Extracted data:
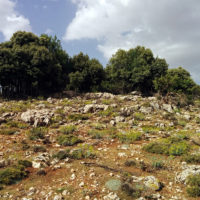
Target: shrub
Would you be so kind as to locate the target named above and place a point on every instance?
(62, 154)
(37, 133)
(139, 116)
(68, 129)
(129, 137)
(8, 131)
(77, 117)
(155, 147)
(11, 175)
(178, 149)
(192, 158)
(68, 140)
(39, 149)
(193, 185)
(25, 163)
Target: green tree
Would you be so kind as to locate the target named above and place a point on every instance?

==

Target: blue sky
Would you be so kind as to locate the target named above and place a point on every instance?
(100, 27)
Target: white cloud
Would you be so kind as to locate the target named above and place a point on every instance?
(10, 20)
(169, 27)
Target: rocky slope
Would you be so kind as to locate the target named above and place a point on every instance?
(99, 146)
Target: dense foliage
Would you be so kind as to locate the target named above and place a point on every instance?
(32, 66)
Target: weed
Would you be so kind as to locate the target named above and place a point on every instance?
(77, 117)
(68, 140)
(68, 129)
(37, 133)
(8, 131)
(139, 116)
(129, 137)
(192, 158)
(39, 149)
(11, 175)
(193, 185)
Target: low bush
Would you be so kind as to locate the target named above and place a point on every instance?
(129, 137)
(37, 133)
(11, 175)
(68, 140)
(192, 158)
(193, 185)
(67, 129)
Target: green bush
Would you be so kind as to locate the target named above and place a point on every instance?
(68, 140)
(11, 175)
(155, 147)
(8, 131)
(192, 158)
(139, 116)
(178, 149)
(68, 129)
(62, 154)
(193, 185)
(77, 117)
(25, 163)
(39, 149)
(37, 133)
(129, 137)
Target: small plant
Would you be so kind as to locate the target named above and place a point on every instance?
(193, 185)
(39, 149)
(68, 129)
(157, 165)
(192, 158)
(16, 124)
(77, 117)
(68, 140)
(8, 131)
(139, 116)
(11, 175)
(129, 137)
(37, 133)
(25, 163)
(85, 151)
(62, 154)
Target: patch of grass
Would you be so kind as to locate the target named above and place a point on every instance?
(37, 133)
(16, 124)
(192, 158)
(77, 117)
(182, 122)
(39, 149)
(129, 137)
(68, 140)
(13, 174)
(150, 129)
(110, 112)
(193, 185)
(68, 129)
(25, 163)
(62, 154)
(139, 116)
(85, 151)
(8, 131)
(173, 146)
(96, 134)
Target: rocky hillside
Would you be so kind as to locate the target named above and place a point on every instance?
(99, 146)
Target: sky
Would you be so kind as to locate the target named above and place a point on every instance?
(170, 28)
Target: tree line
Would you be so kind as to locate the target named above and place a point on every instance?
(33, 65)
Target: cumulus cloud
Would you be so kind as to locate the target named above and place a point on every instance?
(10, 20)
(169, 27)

What you have to do: Count the lines of the records that contain the string "cloud" and reply with only that number.

Result for this task: 2